§ **DATASET ROWS**:

--

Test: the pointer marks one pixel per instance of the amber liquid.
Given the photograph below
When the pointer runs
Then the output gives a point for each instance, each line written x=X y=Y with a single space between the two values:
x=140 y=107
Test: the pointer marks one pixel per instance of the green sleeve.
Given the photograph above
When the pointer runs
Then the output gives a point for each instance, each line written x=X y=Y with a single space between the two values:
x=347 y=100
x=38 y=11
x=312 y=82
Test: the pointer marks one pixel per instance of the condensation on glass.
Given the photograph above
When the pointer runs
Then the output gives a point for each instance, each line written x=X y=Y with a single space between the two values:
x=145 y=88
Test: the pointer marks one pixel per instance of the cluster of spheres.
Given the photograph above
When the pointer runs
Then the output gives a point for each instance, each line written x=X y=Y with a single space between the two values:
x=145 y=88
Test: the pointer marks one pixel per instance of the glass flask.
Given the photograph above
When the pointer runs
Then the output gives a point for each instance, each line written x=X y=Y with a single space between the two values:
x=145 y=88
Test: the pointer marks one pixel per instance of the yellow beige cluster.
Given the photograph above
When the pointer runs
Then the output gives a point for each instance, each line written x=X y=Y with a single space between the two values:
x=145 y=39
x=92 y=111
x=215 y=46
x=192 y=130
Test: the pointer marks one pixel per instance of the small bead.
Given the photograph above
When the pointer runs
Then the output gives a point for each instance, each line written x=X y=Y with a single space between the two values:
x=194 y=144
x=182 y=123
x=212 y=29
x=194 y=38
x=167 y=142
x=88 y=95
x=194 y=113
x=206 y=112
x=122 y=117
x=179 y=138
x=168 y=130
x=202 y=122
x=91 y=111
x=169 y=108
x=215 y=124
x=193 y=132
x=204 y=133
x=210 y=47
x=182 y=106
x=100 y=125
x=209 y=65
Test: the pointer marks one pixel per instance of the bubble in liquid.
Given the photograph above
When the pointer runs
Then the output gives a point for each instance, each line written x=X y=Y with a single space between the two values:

--

§ **YOUR TASK**: Convert every line of the items above into a JSON list of strings, one string per line, omitting any blank lines.

§ **ANSWER TO THE TASK**:
[
  "Test: the pointer marks one pixel per instance of the amber liquid.",
  "Given the photograph below",
  "When the pointer runs",
  "Then the output gives a point for each instance, each line written x=X y=Y with a single space between the two values:",
  "x=140 y=107",
  "Test: the pointer marks one pixel per instance of the green sleeve.",
  "Given the photograph above",
  "When the pointer runs",
  "Then the output gives a point for each instance, each line written x=X y=Y with a single space between the two values:",
  "x=347 y=100",
  "x=38 y=11",
  "x=312 y=82",
  "Test: the pointer marks one pixel per instance of the condensation on glass.",
  "Given the photograph above",
  "When the pointer runs",
  "Then the output gives a point for each instance, each line written x=X y=Y with a single space between the two values:",
  "x=145 y=88",
  "Test: the pointer marks one pixel per instance of the cluster of spheres.",
  "Given the photograph above",
  "When the pointer runs",
  "Then the output gives a point for each instance, each line written x=X y=Y with a single space between the two values:",
  "x=145 y=88",
  "Test: the pointer marks one pixel per instance of the glass flask.",
  "Given the photograph above",
  "When the pointer runs",
  "Then the output gives a point for each instance, each line written x=X y=Y with a single space between the two values:",
  "x=145 y=88",
  "Test: the pointer marks one pixel per instance of the yellow beige cluster.",
  "Given the photograph above",
  "When the pointer runs",
  "Then the output gives a point for each instance, each line written x=X y=Y with a single space between the two values:",
  "x=145 y=39",
  "x=92 y=111",
  "x=215 y=46",
  "x=192 y=130",
  "Test: the pointer marks one pixel per instance of the small bead.",
  "Given the photograph above",
  "When the pointer runs",
  "Then the output gives a point for each instance, each line written x=X y=Y with a single space between the two values:",
  "x=194 y=144",
  "x=182 y=123",
  "x=212 y=29",
  "x=194 y=38",
  "x=167 y=142",
  "x=88 y=95",
  "x=194 y=113",
  "x=206 y=112",
  "x=122 y=117",
  "x=179 y=138",
  "x=168 y=130",
  "x=202 y=122",
  "x=91 y=111",
  "x=169 y=108",
  "x=215 y=124",
  "x=193 y=132",
  "x=204 y=133",
  "x=210 y=47",
  "x=182 y=106",
  "x=100 y=125",
  "x=209 y=65",
  "Test: the pointer marks one pixel per instance of the bubble in liquid.",
  "Given the photograph above",
  "When the pointer runs",
  "Then the output gives a point for each instance, each line written x=X y=Y with a single space between the two values:"
]